Task instructions
Find every line in the records below that contains the word "black" and copy each one out. Case matters, so only lines with that same capitalization count.

Data rows
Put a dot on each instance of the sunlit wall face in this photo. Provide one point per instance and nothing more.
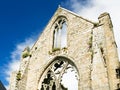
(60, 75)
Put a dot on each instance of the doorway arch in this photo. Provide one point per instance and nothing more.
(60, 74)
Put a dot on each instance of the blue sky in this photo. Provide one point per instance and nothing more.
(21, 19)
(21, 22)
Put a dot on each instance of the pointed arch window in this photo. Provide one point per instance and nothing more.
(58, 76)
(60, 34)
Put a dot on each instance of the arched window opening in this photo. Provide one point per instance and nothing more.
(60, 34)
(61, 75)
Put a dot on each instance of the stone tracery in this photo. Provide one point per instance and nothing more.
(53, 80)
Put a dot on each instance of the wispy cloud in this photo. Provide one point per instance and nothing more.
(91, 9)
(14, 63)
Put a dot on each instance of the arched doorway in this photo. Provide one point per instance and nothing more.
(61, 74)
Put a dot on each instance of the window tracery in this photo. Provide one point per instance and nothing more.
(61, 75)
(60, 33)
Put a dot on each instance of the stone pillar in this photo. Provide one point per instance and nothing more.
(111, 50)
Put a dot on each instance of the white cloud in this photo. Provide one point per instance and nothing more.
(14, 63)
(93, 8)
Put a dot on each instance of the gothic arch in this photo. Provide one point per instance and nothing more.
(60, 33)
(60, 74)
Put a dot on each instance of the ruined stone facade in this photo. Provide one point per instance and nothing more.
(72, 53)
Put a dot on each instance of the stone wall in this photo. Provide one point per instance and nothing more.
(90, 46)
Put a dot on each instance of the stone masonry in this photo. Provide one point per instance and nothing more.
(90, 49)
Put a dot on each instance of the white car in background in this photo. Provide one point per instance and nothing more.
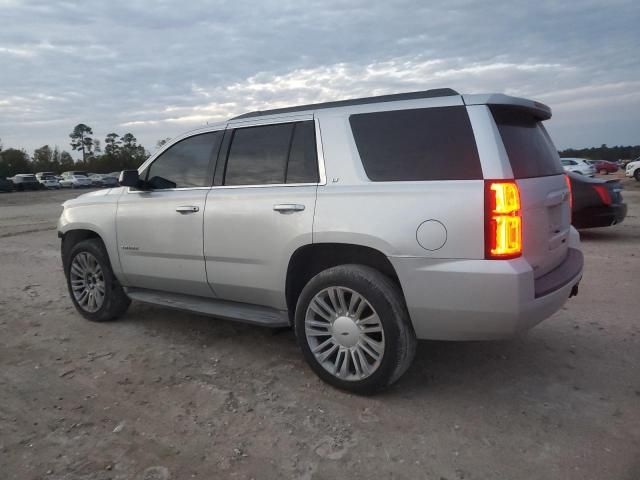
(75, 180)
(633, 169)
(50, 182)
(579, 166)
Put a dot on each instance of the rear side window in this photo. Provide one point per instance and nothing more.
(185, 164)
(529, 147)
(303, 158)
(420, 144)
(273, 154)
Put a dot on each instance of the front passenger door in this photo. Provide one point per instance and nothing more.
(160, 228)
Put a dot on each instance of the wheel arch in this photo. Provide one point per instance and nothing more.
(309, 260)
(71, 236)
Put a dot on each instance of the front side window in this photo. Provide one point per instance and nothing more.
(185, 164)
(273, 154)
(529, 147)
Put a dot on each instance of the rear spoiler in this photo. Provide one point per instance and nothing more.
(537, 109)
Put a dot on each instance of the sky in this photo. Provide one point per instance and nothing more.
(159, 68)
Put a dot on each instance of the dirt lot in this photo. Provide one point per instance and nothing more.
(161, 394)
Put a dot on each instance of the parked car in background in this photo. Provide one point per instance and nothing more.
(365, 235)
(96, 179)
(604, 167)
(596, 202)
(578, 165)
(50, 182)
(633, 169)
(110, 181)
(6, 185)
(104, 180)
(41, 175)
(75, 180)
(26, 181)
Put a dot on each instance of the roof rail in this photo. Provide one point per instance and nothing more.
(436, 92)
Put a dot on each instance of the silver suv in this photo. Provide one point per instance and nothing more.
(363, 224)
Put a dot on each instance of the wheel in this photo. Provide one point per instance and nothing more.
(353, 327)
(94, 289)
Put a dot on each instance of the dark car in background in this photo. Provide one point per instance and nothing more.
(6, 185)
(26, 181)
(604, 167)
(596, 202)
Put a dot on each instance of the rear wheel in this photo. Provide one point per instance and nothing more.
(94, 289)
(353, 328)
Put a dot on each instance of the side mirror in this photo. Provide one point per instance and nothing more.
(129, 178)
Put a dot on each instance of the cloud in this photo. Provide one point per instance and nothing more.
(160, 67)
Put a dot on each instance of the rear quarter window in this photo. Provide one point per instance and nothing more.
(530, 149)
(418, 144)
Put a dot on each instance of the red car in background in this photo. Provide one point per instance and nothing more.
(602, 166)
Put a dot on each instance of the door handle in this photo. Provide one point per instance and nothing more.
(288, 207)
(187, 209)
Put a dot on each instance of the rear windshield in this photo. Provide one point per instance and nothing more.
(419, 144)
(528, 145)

...

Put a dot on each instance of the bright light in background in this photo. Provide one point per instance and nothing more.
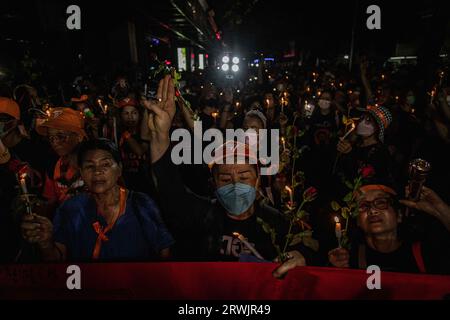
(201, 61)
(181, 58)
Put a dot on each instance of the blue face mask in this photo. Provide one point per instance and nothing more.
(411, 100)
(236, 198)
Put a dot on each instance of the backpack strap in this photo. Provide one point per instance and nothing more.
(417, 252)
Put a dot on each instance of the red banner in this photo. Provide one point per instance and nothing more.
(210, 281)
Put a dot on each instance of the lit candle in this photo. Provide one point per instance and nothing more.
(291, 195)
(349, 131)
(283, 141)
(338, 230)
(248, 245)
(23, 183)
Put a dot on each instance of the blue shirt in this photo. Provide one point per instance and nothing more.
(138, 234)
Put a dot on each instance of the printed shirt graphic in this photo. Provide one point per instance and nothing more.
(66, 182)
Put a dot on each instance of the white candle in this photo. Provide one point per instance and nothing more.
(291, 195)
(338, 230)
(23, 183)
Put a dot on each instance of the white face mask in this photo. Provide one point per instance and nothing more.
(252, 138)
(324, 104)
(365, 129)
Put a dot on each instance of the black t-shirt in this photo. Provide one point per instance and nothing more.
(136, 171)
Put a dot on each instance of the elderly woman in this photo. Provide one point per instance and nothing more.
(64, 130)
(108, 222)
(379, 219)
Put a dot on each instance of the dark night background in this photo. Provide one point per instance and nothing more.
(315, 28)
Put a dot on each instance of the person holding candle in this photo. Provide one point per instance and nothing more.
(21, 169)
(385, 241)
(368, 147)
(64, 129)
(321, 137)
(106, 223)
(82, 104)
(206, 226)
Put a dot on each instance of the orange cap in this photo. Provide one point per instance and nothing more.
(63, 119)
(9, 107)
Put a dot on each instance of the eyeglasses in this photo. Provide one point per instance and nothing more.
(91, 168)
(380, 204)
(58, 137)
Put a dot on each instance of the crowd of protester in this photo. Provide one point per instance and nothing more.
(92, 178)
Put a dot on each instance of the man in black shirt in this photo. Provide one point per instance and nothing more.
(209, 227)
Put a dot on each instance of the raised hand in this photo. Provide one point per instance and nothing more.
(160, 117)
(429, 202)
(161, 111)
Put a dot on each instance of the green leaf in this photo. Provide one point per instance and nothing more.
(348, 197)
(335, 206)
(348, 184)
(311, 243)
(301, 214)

Result
Put a dot on each instance of the black t-shirt in this photo. Provide one point per instance and nothing more.
Put a dot on each instance of the man in black shirt in this photo. Provide one point per instance and nothing more.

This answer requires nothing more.